Start of Excerpt to read
Tim Lawson

Academic Background

MSc Physics, University of Cambridge (2012–2016)

General Profile:

Since leaving university, I have designed, developed, and communicated with users about software, most recently in Graphcore's Analysis Tools team. My work helped domain experts make decisions via web interfaces that integrate, analyse, and visualise complex data. Before that, I studied physics at Cambridge, where I particularly enjoyed field theories and relativity and analysed data from the ATLAS experiment.

As a researcher, I am primarily interested in language modelling and the insights that it can provide into linguistic and social phenomena. Language is fundamentally an interactive phenomenon, and the better we understand our interactions with language, the more able we are to build systems that learn, understand, and use language in ways we recognise.

Research Project Summary:

The language we use to describe artificial intelligence systems uses various cognitive metaphors: computers and networks have 'memory,' models based on the transformer architecture (Vaswani et al., 2017) have 'attention' layers, and so on. This usage primarily originates in the connectionist tradition of neural network research. However, language models do not explicitly model human linguistic processing, and state-of-the-art models are not necessarily more like the brain than their predecessors (Gastaldi, 2021). In this way, their surprising efficacy challenges "our understanding of the relationship between language and thought" (Houghton et al., 2023). Moreover, the training procedures of language models are increasingly dissimilar to natural language acquisition: rather than processing vast text corpora, humans use language to interact and achieve shared goals in our environment (Lenci and Sahlgren, 2023).
End of Excerpt to read
Start of Extracted data
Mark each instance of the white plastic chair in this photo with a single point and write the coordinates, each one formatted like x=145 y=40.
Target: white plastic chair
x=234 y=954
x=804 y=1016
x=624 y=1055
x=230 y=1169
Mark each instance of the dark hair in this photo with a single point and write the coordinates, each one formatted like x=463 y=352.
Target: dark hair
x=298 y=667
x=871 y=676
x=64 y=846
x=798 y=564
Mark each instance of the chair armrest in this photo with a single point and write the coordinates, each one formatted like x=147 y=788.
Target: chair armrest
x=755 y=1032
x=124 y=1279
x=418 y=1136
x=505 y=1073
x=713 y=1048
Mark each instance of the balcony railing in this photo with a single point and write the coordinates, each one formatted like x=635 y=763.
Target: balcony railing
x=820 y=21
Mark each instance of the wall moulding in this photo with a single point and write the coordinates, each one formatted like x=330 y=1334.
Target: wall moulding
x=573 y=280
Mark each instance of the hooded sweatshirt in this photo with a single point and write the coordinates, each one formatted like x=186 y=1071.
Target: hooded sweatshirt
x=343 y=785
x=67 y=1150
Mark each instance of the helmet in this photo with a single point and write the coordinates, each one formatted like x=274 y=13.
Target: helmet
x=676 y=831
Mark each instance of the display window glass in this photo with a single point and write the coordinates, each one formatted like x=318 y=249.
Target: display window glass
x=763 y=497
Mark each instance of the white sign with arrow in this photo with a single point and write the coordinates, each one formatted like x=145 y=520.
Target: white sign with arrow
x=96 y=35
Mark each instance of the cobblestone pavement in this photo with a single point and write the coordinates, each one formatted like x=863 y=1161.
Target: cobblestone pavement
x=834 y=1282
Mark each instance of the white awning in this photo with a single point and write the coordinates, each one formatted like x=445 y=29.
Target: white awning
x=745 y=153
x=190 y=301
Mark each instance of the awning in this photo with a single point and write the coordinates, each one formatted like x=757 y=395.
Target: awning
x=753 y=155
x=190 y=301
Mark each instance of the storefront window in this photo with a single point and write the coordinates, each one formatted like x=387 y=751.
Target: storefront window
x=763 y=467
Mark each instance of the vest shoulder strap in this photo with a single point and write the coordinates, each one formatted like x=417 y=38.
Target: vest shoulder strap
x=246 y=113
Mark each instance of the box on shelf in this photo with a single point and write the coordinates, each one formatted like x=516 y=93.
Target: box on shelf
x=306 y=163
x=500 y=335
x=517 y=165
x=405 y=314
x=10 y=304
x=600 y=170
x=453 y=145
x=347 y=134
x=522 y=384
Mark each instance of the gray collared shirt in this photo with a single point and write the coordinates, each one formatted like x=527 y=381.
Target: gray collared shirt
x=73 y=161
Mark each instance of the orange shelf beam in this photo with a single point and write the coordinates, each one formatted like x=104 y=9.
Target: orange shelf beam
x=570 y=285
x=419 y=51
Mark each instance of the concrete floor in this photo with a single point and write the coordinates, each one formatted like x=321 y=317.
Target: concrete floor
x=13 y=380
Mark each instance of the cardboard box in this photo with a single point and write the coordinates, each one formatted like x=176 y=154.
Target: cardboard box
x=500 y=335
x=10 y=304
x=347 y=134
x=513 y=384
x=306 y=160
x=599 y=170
End of Extracted data
**Actions to take**
• A. List every work cited in parentheses in the researcher profile above, giving each citation as it appears.
• B. Quote the part of the researcher profile that opens with the words containing "Academic Background" and closes with "the ATLAS experiment.".

**Task results**
• A.
Vaswani et al., 2017
Gastaldi, 2021
Houghton et al., 2023
Lenci and Sahlgren, 2023

• B.
Academic Background

MSc Physics, University of Cambridge (2012–2016)

General Profile:

Since leaving university, I have designed, developed, and communicated with users about software, most recently in Graphcore's Analysis Tools team. My work helped domain experts make decisions via web interfaces that integrate, analyse, and visualise complex data. Before that, I studied physics at Cambridge, where I particularly enjoyed field theories and relativity and analysed data from the ATLAS experiment.